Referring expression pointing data
*** Block opens ***

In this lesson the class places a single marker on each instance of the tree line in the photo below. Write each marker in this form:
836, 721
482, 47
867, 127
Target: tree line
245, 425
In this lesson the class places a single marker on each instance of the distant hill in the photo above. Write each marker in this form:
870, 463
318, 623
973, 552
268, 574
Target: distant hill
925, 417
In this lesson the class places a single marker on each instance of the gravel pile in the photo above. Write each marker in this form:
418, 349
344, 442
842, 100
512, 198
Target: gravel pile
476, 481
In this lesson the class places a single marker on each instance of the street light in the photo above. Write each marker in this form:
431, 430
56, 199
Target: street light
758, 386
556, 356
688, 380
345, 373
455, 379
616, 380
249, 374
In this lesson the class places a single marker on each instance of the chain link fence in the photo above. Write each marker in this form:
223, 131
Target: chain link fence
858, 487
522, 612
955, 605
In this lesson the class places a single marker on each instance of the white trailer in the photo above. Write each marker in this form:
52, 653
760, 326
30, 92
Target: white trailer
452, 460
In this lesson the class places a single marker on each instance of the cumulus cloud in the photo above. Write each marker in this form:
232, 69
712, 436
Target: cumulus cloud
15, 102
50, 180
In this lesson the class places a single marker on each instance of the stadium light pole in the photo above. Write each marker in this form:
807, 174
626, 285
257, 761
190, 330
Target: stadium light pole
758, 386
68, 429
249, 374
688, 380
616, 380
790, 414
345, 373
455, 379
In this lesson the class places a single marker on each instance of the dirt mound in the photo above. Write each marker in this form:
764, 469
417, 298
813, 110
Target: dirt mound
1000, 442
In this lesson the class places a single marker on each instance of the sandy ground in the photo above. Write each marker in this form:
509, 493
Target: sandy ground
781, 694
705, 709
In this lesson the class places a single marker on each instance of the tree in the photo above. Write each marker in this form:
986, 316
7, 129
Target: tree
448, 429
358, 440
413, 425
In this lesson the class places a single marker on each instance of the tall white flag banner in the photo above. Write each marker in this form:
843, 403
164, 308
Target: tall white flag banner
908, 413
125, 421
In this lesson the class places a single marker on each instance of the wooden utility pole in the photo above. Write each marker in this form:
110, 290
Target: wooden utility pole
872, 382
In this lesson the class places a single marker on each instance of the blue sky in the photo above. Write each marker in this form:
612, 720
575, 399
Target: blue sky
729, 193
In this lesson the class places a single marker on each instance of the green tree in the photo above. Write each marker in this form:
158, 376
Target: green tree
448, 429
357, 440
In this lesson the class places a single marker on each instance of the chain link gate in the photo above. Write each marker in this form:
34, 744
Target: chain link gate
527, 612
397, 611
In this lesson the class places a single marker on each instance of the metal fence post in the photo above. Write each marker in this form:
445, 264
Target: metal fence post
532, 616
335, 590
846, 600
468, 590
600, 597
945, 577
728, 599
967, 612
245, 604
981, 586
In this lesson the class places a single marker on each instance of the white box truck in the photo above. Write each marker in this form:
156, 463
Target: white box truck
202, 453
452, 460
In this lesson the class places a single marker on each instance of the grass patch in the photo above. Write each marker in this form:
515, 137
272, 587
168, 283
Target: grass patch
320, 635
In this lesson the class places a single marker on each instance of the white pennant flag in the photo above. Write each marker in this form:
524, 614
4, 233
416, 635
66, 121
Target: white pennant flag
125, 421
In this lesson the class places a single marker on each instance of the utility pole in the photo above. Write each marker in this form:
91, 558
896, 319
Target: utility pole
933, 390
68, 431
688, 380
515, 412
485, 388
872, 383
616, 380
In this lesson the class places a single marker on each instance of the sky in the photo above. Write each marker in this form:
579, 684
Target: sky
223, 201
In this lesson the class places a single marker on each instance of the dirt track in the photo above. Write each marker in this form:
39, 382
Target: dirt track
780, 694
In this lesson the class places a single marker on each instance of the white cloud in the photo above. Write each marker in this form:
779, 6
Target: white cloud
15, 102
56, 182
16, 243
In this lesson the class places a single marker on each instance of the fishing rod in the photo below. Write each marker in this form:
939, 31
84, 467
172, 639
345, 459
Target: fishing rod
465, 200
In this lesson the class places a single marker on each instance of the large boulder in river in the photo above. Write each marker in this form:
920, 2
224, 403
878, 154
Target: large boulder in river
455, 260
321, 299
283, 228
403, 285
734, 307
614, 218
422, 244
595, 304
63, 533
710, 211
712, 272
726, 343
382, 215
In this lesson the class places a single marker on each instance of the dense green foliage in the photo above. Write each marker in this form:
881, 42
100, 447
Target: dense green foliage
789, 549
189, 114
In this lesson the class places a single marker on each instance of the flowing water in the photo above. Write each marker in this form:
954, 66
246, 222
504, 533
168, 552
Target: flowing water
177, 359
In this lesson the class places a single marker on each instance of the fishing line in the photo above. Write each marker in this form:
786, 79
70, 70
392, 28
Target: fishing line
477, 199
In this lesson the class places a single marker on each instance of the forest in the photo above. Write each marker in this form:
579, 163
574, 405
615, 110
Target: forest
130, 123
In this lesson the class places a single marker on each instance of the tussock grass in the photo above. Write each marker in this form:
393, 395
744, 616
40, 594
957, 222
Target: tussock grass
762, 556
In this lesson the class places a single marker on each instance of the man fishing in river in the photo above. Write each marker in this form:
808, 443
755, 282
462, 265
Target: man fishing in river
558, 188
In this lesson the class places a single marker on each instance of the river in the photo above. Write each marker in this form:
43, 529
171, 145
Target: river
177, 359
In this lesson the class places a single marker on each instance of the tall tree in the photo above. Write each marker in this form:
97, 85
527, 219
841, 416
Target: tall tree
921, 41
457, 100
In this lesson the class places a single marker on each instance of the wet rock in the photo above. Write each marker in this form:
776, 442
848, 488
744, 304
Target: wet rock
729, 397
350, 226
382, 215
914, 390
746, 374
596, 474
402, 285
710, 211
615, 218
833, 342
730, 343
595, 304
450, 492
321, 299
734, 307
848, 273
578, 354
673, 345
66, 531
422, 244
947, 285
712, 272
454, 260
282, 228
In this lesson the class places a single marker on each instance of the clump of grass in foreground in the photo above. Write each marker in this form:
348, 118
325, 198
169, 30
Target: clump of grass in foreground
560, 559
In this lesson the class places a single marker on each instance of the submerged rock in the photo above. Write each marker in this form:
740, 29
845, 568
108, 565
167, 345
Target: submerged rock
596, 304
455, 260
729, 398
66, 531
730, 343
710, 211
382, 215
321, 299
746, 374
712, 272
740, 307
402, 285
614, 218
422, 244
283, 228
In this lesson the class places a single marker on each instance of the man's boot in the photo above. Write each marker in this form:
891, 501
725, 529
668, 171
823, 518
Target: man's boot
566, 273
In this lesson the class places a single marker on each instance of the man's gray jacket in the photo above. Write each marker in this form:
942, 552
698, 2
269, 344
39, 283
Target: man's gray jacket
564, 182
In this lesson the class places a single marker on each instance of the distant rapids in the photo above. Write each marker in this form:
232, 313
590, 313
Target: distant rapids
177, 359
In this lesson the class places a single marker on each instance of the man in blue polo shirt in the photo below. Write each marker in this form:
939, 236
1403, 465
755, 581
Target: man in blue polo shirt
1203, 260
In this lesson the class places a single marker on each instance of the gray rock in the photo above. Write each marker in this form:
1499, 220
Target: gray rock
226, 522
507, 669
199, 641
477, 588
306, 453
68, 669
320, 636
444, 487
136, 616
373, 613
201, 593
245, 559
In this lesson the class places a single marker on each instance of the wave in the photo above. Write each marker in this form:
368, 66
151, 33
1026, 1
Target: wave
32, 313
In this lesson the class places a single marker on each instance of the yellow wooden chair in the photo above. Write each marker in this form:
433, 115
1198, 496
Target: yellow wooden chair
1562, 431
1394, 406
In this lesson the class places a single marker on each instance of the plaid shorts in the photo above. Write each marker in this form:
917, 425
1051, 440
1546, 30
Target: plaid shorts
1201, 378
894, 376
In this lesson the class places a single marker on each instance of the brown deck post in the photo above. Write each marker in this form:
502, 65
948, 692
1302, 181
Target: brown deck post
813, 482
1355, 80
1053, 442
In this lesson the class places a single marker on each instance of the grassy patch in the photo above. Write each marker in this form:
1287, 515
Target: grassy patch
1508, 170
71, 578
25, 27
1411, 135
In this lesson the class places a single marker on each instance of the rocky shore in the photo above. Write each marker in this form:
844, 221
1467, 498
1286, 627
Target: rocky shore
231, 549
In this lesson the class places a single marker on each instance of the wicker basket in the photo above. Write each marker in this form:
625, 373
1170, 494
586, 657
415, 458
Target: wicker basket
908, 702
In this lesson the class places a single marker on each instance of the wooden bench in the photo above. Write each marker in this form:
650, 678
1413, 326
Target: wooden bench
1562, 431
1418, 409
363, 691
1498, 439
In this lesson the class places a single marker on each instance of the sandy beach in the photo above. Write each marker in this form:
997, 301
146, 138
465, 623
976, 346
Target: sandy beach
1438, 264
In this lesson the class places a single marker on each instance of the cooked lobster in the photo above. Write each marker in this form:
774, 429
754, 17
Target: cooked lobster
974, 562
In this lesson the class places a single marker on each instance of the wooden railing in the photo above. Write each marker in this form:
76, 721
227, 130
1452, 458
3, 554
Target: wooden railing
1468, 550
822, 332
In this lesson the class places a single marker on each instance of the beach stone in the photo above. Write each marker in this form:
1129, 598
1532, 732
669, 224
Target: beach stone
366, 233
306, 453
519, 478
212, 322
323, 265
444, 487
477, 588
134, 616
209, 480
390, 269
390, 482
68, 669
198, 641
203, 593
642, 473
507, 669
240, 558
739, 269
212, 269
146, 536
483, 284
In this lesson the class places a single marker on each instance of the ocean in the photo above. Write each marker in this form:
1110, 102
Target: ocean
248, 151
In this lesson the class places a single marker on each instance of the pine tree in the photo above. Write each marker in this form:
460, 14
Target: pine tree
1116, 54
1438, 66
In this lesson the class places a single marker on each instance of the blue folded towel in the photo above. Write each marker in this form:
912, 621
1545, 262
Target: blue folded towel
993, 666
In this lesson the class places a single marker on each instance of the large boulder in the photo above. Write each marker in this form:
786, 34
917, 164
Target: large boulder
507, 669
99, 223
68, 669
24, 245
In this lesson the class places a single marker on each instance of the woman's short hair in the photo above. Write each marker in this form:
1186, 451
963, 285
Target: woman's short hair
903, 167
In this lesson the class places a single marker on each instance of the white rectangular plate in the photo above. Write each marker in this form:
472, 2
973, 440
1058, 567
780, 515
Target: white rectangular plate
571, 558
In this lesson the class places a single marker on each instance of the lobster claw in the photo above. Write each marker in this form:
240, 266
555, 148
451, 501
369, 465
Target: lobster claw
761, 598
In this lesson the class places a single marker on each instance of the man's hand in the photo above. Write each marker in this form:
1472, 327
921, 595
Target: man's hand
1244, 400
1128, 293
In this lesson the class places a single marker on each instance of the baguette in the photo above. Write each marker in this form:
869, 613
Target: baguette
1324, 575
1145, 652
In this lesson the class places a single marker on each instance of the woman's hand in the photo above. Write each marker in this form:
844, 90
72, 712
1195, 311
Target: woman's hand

*** Block closes ***

__EXERCISE PROMPT__.
Look through the data and show every line containing "below".

__YOUR RESPONSE__.
In this lesson the class places a single marker on each instance of the tree line in the photo below. Write each marker in this form:
In this lesson the class places a single marker on each instance of the fishing rod in the photo below. Write each marker in this form:
In this lesson the class places a single marker on each instance of the man in blue polo shirt in the photo below. Write each marker in this form:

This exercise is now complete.